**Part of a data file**
--- BEGIN ---

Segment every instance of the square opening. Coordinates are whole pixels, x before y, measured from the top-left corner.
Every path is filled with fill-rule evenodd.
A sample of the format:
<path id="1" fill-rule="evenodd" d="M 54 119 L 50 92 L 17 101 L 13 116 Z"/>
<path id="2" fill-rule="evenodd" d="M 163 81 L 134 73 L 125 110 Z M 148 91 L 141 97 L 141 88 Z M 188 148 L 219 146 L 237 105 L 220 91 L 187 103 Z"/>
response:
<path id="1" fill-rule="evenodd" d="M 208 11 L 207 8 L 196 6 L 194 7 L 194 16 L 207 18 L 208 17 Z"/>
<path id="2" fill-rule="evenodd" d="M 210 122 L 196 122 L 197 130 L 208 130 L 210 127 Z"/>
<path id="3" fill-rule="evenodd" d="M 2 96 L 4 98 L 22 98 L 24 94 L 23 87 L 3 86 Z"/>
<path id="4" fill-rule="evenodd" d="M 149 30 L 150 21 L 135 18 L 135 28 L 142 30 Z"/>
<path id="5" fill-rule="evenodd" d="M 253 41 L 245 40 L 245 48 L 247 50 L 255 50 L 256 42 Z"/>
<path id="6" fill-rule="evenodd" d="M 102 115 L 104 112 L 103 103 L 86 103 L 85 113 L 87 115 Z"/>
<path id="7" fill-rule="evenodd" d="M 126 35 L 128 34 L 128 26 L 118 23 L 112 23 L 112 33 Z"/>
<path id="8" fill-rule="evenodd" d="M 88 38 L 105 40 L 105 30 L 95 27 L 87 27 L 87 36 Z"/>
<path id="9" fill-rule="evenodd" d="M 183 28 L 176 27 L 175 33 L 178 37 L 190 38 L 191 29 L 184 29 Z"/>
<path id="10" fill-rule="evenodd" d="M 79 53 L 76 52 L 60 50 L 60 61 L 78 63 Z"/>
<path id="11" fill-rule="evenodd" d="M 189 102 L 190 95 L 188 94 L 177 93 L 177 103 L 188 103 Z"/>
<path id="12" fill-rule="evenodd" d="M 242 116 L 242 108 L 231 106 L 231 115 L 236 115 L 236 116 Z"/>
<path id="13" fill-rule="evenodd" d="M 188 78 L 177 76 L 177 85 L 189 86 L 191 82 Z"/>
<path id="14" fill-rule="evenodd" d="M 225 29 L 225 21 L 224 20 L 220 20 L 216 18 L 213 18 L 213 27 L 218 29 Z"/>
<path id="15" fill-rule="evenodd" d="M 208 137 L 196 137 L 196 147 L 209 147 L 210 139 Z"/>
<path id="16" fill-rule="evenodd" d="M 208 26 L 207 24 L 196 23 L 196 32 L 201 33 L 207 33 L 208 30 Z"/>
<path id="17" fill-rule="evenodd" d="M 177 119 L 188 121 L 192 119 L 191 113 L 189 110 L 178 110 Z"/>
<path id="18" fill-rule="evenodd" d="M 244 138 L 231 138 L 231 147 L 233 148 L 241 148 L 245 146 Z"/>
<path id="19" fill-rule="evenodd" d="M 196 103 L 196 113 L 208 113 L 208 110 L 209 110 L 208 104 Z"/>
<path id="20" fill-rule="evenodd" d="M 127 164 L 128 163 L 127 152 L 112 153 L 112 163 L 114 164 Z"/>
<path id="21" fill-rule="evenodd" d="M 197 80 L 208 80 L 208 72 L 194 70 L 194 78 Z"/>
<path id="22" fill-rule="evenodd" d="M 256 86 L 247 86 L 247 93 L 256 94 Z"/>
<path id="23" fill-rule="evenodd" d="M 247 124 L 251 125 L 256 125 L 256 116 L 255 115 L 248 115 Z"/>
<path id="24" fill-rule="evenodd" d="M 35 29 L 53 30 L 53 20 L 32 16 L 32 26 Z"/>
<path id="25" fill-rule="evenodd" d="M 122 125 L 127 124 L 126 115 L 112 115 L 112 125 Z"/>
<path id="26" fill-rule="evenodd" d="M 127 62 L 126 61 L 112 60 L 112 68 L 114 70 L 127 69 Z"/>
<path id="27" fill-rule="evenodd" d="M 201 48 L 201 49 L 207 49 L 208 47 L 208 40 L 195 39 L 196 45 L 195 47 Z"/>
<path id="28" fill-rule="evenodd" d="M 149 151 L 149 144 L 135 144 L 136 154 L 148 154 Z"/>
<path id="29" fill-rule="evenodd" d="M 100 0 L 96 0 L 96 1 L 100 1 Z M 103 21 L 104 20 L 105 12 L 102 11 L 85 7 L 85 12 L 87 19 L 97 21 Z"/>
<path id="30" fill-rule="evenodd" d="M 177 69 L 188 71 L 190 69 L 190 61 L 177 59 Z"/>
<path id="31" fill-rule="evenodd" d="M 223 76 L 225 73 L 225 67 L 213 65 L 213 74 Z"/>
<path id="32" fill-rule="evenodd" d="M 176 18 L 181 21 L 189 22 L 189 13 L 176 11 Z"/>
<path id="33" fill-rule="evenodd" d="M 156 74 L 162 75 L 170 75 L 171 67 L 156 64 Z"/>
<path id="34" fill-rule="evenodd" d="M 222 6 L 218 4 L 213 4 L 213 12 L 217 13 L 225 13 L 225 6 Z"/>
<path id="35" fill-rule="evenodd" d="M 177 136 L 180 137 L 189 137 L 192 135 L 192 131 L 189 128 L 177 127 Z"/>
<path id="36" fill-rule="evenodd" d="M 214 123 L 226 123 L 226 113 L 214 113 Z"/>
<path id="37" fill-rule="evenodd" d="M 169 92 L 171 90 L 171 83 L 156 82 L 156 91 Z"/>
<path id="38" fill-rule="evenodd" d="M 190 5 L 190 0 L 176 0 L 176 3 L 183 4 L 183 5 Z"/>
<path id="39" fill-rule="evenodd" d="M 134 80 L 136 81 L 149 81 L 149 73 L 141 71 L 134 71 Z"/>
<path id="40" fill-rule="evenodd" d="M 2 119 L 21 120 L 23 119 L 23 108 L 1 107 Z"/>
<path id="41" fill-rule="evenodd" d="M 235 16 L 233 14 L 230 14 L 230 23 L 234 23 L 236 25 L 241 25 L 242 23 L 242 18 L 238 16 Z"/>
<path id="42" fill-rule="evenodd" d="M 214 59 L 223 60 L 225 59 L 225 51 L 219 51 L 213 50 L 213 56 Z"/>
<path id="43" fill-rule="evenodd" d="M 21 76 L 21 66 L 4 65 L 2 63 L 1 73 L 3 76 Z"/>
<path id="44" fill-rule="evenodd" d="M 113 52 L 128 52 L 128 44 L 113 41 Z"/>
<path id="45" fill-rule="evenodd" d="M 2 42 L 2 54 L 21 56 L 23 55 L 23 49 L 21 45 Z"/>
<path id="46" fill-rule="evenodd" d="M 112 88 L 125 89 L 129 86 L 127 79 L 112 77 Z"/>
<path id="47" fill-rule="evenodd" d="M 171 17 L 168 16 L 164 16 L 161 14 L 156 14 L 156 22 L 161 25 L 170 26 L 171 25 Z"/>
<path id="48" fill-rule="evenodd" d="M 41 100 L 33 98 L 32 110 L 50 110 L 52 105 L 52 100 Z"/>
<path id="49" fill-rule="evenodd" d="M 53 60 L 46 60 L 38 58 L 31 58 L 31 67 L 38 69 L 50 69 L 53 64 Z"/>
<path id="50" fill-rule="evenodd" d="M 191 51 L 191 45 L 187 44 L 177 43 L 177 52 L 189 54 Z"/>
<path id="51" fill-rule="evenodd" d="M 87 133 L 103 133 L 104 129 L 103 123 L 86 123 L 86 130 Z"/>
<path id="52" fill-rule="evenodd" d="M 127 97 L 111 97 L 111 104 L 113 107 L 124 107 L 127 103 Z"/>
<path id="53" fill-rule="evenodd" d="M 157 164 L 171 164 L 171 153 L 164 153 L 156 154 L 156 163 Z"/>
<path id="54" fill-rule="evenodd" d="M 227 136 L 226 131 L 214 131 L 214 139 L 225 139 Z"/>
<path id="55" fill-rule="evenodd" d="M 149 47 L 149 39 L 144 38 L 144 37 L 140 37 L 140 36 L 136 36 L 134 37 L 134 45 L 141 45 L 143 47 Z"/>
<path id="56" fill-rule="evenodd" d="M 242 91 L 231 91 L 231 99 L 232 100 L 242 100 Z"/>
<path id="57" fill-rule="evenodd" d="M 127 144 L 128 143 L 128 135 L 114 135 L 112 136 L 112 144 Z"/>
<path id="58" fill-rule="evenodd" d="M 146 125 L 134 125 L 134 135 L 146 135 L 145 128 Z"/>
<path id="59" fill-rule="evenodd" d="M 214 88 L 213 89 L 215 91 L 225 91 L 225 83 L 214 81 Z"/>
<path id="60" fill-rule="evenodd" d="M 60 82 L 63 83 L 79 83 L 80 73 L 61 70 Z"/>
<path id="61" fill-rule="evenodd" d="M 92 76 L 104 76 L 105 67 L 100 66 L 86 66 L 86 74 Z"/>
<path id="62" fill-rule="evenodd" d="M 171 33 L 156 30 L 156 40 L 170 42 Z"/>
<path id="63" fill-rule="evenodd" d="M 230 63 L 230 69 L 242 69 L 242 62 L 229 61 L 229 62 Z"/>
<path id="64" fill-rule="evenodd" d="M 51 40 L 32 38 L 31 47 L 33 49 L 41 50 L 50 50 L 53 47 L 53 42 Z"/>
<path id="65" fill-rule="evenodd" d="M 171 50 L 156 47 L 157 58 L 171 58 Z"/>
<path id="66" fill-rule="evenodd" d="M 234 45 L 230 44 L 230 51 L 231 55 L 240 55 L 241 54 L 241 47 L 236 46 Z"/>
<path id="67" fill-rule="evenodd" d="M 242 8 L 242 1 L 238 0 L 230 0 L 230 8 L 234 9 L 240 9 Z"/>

--- END ---

**Task objective**
Reproduce the material from its first line through the line containing "208 26 L 207", swapping "square opening" for "rectangular opening" and leaving everything else unchanged.

**Written solution**
Segment every instance of the rectangular opening. Coordinates are whole pixels, x before y, measured from the top-left corner.
Every path is filled with fill-rule evenodd.
A sample of the format:
<path id="1" fill-rule="evenodd" d="M 54 119 L 50 92 L 17 101 L 13 116 Z"/>
<path id="2" fill-rule="evenodd" d="M 163 81 L 134 73 L 125 110 Z M 148 91 L 141 97 L 141 88 Z M 188 148 L 219 146 L 237 105 L 220 91 L 187 103 Z"/>
response:
<path id="1" fill-rule="evenodd" d="M 208 11 L 207 8 L 196 6 L 194 7 L 194 16 L 207 18 L 208 17 Z"/>
<path id="2" fill-rule="evenodd" d="M 210 122 L 196 122 L 197 130 L 208 130 L 210 127 Z"/>
<path id="3" fill-rule="evenodd" d="M 2 96 L 4 98 L 22 98 L 24 94 L 23 87 L 3 86 Z"/>
<path id="4" fill-rule="evenodd" d="M 149 30 L 150 21 L 135 18 L 135 28 L 142 30 Z"/>
<path id="5" fill-rule="evenodd" d="M 253 41 L 245 40 L 245 48 L 247 50 L 255 50 L 256 42 Z"/>
<path id="6" fill-rule="evenodd" d="M 102 115 L 104 112 L 103 103 L 86 103 L 85 113 L 87 115 Z"/>
<path id="7" fill-rule="evenodd" d="M 126 35 L 128 34 L 128 26 L 118 23 L 112 23 L 112 33 Z"/>
<path id="8" fill-rule="evenodd" d="M 88 38 L 105 40 L 105 30 L 95 27 L 87 27 L 87 36 Z"/>
<path id="9" fill-rule="evenodd" d="M 183 28 L 176 27 L 175 33 L 178 37 L 190 38 L 191 29 L 184 29 Z"/>
<path id="10" fill-rule="evenodd" d="M 79 53 L 76 52 L 60 50 L 60 61 L 78 63 Z"/>
<path id="11" fill-rule="evenodd" d="M 189 102 L 190 95 L 188 94 L 177 93 L 177 103 L 188 103 Z"/>
<path id="12" fill-rule="evenodd" d="M 242 116 L 242 108 L 231 106 L 231 115 L 236 115 L 236 116 Z"/>
<path id="13" fill-rule="evenodd" d="M 188 78 L 177 76 L 177 85 L 189 86 L 191 82 Z"/>
<path id="14" fill-rule="evenodd" d="M 225 29 L 225 21 L 224 20 L 220 20 L 216 18 L 213 18 L 213 27 L 218 29 Z"/>
<path id="15" fill-rule="evenodd" d="M 208 137 L 196 137 L 196 147 L 209 147 L 210 139 Z"/>
<path id="16" fill-rule="evenodd" d="M 208 26 L 207 24 L 196 23 L 196 32 L 201 33 L 207 33 L 208 30 Z"/>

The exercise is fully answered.